Required action: Using the records below, return exactly the lines from the one containing "Each instance receives one keypoint. Mark the tree line" through the last, and omit pictures.

--------

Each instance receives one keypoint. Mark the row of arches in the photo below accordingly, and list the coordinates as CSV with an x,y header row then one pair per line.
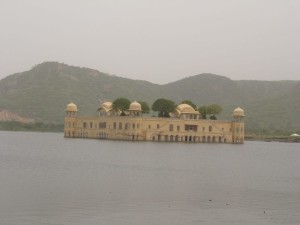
x,y
189,138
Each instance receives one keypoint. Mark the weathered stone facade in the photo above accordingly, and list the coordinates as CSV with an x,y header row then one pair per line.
x,y
184,125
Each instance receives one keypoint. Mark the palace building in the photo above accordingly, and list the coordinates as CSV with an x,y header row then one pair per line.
x,y
184,125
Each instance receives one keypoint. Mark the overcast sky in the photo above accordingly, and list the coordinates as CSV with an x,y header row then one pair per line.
x,y
156,40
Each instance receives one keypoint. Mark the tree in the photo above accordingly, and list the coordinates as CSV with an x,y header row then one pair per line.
x,y
164,107
121,104
145,107
211,110
189,103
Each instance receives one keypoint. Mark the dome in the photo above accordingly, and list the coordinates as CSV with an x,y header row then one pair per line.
x,y
71,107
185,108
238,112
107,106
135,106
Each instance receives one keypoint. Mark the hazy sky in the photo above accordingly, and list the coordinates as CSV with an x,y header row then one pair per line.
x,y
156,40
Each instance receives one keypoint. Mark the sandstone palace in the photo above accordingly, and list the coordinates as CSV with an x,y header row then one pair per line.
x,y
183,125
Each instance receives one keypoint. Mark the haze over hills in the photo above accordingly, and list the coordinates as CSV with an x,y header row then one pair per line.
x,y
43,93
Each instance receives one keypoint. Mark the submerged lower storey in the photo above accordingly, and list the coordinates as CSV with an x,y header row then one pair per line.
x,y
154,129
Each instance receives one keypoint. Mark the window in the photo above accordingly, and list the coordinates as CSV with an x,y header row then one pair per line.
x,y
102,125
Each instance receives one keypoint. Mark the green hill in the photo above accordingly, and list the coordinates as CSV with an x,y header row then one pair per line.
x,y
43,92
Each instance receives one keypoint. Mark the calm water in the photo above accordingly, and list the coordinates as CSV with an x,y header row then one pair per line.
x,y
46,179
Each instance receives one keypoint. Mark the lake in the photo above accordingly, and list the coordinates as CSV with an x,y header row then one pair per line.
x,y
47,179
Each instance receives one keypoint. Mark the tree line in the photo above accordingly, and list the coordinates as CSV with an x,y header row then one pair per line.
x,y
165,106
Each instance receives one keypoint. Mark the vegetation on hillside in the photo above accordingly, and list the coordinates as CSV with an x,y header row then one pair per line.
x,y
43,93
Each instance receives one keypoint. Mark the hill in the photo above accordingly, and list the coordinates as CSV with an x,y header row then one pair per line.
x,y
43,92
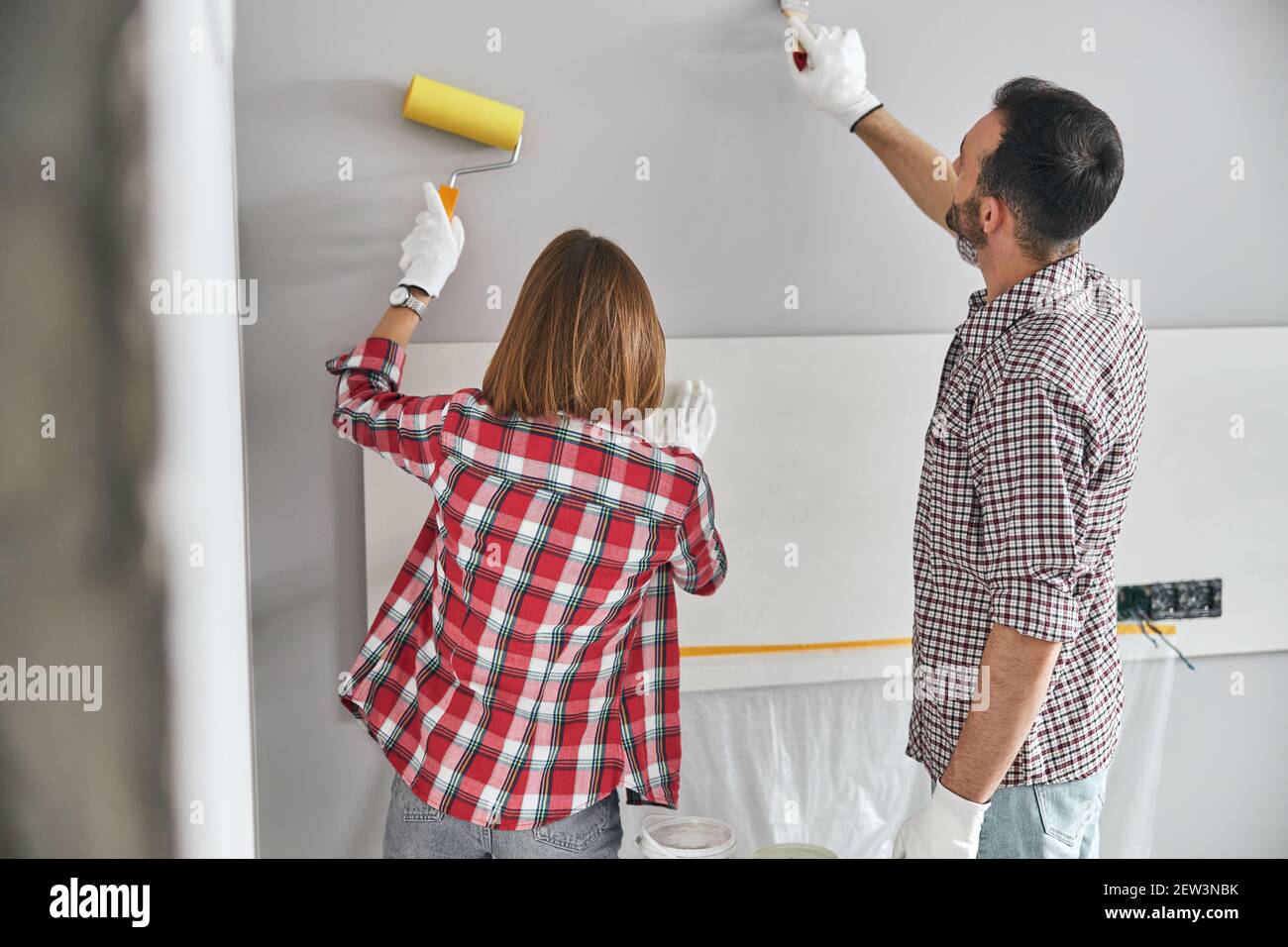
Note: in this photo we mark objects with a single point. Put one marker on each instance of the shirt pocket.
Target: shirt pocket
(954, 512)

--------

Solution to this task:
Each instance receives one keypoint. Mark the tree line in the photo above accordingly, and list the coordinates as CSV with an x,y header row then one pair per line.
x,y
165,106
Each instance receives one keypoint. Mark the vegetation on hillside in the photo above accordingly, and list the coordinates as CSV with an x,y header row then one pair per line.
x,y
43,93
Each instance receives one keypoint. Mark the hill in the photo above accordingly, and list the coordinates as CSV with an x,y header row then one pair per line.
x,y
43,92
Note: in this photo we mark objects with a single point. Put one marker on each instance of the shirt pocket.
Target: shirt pocket
(954, 512)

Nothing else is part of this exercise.